> _TASK STATEMENT_
Each entry below must be repeated word for word.

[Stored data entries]
--------------------
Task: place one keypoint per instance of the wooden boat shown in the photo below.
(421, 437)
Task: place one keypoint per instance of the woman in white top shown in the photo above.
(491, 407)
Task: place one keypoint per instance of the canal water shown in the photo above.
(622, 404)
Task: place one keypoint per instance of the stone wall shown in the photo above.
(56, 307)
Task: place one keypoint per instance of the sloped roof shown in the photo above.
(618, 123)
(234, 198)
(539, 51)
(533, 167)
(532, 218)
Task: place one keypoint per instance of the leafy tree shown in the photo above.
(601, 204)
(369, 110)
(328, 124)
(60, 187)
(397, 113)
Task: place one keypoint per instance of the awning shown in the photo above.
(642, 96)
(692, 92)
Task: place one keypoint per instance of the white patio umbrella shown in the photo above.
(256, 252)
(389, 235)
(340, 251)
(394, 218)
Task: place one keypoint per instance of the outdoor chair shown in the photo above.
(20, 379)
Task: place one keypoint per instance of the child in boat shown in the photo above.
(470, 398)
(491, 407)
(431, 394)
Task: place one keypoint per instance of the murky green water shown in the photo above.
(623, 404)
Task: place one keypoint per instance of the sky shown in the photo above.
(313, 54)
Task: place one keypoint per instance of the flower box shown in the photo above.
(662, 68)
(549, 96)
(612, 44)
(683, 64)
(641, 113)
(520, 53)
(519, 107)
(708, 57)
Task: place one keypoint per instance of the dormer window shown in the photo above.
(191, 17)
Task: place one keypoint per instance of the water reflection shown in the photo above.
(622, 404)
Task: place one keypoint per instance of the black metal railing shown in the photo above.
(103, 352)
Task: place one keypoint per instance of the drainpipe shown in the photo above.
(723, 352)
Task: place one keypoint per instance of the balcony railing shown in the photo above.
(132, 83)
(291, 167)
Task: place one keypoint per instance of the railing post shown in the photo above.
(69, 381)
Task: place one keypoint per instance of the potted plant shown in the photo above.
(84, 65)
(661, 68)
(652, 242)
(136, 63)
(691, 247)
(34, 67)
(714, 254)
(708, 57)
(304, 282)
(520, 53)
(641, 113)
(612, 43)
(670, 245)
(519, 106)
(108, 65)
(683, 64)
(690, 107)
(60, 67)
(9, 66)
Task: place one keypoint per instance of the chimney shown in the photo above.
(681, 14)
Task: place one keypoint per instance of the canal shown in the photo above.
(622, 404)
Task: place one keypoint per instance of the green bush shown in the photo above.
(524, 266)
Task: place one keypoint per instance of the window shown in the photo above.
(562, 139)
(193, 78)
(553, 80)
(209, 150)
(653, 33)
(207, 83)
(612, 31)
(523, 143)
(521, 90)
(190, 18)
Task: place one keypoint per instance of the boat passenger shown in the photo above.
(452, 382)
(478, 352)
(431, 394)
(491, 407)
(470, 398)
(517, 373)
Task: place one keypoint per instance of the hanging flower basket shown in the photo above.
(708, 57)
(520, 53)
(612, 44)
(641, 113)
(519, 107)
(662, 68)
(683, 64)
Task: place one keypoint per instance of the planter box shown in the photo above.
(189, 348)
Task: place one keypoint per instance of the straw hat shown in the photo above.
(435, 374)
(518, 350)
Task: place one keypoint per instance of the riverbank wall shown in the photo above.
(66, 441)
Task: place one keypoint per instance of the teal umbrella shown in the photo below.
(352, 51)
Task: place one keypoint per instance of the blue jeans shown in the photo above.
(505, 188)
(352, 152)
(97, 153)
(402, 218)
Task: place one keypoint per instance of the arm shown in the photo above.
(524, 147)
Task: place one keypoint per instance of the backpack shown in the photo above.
--------------------
> _RESPONSE TO THIS TASK_
Task: place one keypoint per instance of the wooden boat shown in the photo below.
(421, 437)
Task: place one keypoint per instance of the woman in white top shown in the photo above.
(491, 407)
Task: place one keypoint per instance of the canal water shown in the photo above.
(622, 404)
Task: place one keypoint per instance of the stone wall shown in the photo above.
(56, 307)
Task: place one keypoint per instance of the sloped roof shown in the photo above.
(618, 123)
(234, 198)
(539, 51)
(533, 167)
(532, 218)
Task: place one keypoint per instance of the leafy tree shown in the photo above.
(601, 204)
(369, 110)
(328, 124)
(60, 187)
(397, 113)
Task: place one keypoint per instance of the awning shown in the photo above.
(642, 96)
(692, 92)
Task: place one keypoint per instance of the white patio umbrella shown in the photo above.
(256, 252)
(389, 235)
(340, 251)
(394, 218)
Task: place one keypoint per instance of the outdoor chair shown in the photo above.
(20, 379)
Task: place one keypoint per instance of the child in boat shown in the photo above.
(470, 398)
(491, 407)
(431, 394)
Task: place one keypoint per instance of the murky green water shown in the photo above.
(623, 404)
Task: place one keypoint per instance of the sky shown in the photo above.
(313, 54)
Task: place one keypoint per instance of the flower box shown in the photo above.
(662, 68)
(549, 96)
(612, 44)
(683, 64)
(641, 113)
(520, 53)
(519, 107)
(708, 57)
Task: place one keypoint per instance of the dormer window shown in the photo above.
(191, 17)
Task: place one keypoint per instance of the water reflection shown in the photo above.
(622, 404)
Task: place one keypoint per instance of the black metal railing shown in the photo above.
(103, 352)
Task: place one keypoint per instance of the drainpipe shown in the photo above.
(723, 352)
Task: place one keypoint per instance of the balcony railing shown in the photo above.
(132, 83)
(291, 167)
Task: place one keypoint per instance of the railing post shown in the photo above.
(69, 381)
Task: place one keypoint per instance of the potted plant shown in the photo above.
(84, 65)
(661, 68)
(652, 242)
(136, 63)
(691, 247)
(34, 67)
(714, 254)
(708, 57)
(304, 282)
(520, 53)
(641, 113)
(612, 43)
(670, 245)
(519, 106)
(108, 65)
(683, 64)
(690, 107)
(60, 67)
(9, 66)
Task: place one keypoint per instance of the chimney shown in the photo above.
(681, 14)
Task: place one keypoint per instance of the canal shown in the photo above.
(622, 404)
Task: place one keypoint per instance of the green bush shown in the photo above.
(524, 266)
Task: place one keypoint per instance of the window shown in the photo above.
(562, 139)
(193, 78)
(553, 80)
(209, 150)
(653, 33)
(207, 83)
(612, 31)
(523, 143)
(521, 90)
(190, 18)
Task: place one keypoint per instance of the boat passenger shown in the photo above.
(452, 382)
(478, 352)
(431, 394)
(491, 407)
(470, 398)
(517, 373)
Task: place one keypoint per instance of the hanging flower basket shown in the photo above.
(708, 57)
(520, 53)
(612, 44)
(641, 113)
(519, 107)
(662, 68)
(683, 64)
Task: place one keypoint per instance of the planter box shown in the photo above.
(189, 348)
Task: place one keypoint per instance of the straw hat shown in the photo above.
(435, 374)
(518, 350)
Task: place one keypoint per instance of the riverbank wall shown in the photo above.
(66, 441)
Task: place one keypoint per instance of the teal umbrella shown in the photo below.
(352, 51)
Task: place one keypoint per instance of the blue jeans shown in the photo above.
(505, 188)
(352, 152)
(97, 153)
(402, 218)
Task: place one keypoint per instance of the arm shown in the photo above.
(524, 147)
Task: place one keypoint per instance of the backpack shown in the photo above.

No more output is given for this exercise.